● **STATED PROBLEM**
Copy out each line exactly as it appears.
** Start of SUPPLIED ENTRIES **
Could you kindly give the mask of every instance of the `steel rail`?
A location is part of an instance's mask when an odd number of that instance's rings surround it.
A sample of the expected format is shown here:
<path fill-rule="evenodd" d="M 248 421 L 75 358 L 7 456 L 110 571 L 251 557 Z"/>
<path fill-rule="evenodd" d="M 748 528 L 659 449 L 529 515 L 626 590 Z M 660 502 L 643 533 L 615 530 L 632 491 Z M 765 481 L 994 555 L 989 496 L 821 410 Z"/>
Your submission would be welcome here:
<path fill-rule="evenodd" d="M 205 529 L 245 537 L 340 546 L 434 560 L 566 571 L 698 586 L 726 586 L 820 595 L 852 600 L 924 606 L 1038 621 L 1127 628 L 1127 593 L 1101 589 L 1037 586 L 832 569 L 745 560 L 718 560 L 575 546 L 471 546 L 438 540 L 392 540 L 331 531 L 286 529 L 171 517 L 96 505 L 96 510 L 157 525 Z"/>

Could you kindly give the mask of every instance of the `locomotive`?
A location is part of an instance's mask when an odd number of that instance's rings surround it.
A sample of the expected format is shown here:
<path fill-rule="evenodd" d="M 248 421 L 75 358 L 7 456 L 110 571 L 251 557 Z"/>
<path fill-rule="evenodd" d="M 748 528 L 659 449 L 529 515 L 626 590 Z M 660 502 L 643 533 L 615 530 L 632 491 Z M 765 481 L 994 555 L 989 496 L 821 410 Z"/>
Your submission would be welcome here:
** End of SUPPLIED ENTRIES **
● **ANSWER TO THE PROBLEM**
Could you kindly give the mask of every instance of the `steel rail`?
A location is part of an instance's mask when an odd number of that instance's rings surround it.
A sample of the expected format is shown here:
<path fill-rule="evenodd" d="M 248 421 L 75 358 L 7 456 L 110 571 L 251 557 Z"/>
<path fill-rule="evenodd" d="M 748 528 L 659 449 L 529 515 L 626 590 Z M 660 502 L 643 533 L 615 530 L 632 491 Z M 765 481 L 994 555 L 989 496 L 821 410 Z"/>
Your submission would be welcome here:
<path fill-rule="evenodd" d="M 205 529 L 245 537 L 340 546 L 434 560 L 566 571 L 698 586 L 726 586 L 820 595 L 852 600 L 924 606 L 1038 621 L 1127 628 L 1127 593 L 1101 589 L 1037 586 L 832 569 L 745 560 L 718 560 L 575 546 L 471 546 L 438 540 L 392 540 L 331 531 L 286 529 L 171 517 L 96 505 L 96 510 L 157 525 Z"/>

Could you kindly give the mask of every instance of the `locomotive`?
A location is part of an instance's mask when an odd number of that instance's rings surround it.
A sample of the expected format is shown here:
<path fill-rule="evenodd" d="M 248 421 L 75 358 L 7 456 L 110 571 L 251 557 Z"/>
<path fill-rule="evenodd" d="M 748 528 L 659 449 L 529 515 L 626 590 Z M 660 502 L 643 533 L 615 530 L 632 491 Z M 765 481 L 994 555 L 989 496 L 821 410 Z"/>
Your submission would be welcome here:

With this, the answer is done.